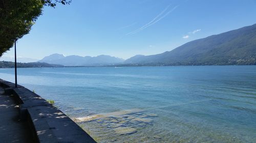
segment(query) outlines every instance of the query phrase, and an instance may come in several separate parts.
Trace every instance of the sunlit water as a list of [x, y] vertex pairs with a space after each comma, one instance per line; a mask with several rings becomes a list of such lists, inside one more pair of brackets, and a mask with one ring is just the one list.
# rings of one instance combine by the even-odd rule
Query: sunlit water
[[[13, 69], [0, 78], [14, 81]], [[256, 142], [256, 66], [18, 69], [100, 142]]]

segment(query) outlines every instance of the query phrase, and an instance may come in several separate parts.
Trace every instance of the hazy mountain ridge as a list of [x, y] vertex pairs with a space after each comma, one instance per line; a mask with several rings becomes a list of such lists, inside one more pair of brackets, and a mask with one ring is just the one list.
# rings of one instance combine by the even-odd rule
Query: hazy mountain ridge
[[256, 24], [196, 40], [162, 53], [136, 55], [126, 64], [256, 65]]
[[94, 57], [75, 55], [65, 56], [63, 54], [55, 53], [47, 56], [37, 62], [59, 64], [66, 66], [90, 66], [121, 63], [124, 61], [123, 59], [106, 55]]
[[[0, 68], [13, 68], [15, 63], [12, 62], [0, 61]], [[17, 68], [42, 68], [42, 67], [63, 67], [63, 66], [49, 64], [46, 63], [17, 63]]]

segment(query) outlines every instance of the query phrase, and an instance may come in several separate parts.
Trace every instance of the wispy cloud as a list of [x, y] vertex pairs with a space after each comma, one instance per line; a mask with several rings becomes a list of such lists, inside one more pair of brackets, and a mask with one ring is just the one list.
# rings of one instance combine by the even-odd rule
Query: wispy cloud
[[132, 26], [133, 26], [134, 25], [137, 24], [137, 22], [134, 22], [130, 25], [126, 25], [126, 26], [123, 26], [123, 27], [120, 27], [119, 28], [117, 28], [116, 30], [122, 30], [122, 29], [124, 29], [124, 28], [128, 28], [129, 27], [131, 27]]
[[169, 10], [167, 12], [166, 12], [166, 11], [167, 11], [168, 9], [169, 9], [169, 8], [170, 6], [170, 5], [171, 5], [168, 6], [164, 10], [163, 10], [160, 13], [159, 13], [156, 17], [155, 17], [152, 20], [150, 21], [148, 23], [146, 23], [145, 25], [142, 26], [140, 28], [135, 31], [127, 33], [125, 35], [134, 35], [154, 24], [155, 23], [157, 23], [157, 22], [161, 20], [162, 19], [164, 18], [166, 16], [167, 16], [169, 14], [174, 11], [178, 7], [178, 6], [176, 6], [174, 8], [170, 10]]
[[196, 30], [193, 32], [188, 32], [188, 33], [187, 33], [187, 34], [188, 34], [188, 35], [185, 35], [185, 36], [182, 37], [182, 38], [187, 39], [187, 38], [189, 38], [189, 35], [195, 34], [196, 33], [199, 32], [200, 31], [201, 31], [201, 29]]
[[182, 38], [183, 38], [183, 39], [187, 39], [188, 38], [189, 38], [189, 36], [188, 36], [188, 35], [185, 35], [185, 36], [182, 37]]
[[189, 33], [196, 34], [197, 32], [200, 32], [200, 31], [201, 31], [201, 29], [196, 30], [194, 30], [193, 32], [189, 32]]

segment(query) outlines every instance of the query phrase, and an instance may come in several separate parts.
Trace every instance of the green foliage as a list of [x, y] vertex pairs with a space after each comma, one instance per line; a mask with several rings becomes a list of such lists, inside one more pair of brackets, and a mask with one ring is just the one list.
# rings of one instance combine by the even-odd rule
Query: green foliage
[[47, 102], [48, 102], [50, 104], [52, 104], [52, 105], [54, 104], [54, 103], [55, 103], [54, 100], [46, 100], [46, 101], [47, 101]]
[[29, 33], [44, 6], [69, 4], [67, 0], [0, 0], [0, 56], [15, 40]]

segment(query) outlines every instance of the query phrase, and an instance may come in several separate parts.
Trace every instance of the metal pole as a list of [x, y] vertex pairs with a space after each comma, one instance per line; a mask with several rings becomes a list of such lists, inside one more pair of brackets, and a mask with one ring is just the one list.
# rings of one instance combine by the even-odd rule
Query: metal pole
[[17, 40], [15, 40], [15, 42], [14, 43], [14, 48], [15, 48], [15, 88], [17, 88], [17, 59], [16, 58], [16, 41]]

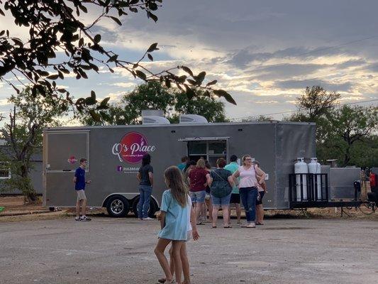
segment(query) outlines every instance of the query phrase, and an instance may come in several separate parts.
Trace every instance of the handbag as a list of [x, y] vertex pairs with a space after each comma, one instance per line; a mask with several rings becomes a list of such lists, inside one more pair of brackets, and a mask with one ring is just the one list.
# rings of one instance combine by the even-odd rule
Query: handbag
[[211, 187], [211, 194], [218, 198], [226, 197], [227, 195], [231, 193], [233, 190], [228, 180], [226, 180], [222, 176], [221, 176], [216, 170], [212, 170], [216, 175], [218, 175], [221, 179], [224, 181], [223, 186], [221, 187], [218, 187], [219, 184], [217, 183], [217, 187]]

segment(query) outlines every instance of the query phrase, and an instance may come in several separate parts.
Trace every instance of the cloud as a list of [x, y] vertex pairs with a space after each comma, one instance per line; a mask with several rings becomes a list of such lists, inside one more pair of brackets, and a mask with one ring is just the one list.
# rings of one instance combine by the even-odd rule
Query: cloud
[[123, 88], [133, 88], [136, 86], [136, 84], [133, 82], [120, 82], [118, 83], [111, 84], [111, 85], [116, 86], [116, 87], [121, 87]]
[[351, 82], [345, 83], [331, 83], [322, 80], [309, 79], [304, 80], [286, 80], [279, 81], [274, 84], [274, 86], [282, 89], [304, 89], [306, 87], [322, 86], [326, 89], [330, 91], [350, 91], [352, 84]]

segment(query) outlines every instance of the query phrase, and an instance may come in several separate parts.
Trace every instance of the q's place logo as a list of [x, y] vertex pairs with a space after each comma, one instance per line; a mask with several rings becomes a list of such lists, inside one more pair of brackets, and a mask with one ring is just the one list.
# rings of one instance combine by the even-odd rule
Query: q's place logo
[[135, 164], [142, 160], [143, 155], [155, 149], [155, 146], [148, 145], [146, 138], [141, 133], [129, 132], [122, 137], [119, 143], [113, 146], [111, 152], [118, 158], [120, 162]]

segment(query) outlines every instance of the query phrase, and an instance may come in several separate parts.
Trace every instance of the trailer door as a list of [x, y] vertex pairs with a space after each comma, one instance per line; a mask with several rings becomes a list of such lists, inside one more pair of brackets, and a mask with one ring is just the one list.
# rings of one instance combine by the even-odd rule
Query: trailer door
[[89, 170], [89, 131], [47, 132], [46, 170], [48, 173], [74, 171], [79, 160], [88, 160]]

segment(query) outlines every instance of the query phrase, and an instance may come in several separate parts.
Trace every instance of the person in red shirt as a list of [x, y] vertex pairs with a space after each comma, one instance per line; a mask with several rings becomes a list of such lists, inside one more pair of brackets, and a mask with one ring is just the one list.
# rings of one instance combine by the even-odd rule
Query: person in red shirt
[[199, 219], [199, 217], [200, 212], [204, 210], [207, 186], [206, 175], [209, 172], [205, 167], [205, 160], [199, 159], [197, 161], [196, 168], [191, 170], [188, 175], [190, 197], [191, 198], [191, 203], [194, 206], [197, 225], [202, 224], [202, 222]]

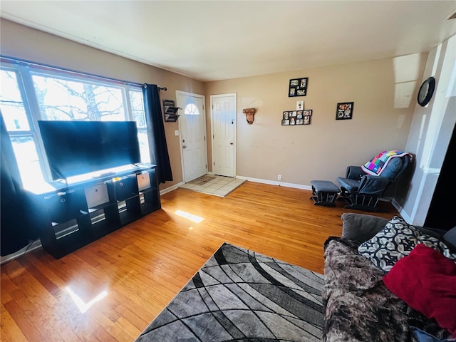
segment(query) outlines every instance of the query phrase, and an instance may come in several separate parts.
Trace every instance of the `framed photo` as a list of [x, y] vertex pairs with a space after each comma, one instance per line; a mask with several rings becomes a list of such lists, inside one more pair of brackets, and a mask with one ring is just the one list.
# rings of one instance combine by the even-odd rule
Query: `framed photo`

• • • • •

◆ **What needs to be done**
Pick out every line in the records above that contains the string "photo", and copy each one in full.

◆ **Correct result**
Trace every instance of the `framed photo` as a list of [x, y] vertex pairs with a space after each comma, one instance per line; a mask with several rings becomes a list of such lists, inside one more pair of brackets, and a mask with one ring is just the one list.
Query: `framed photo`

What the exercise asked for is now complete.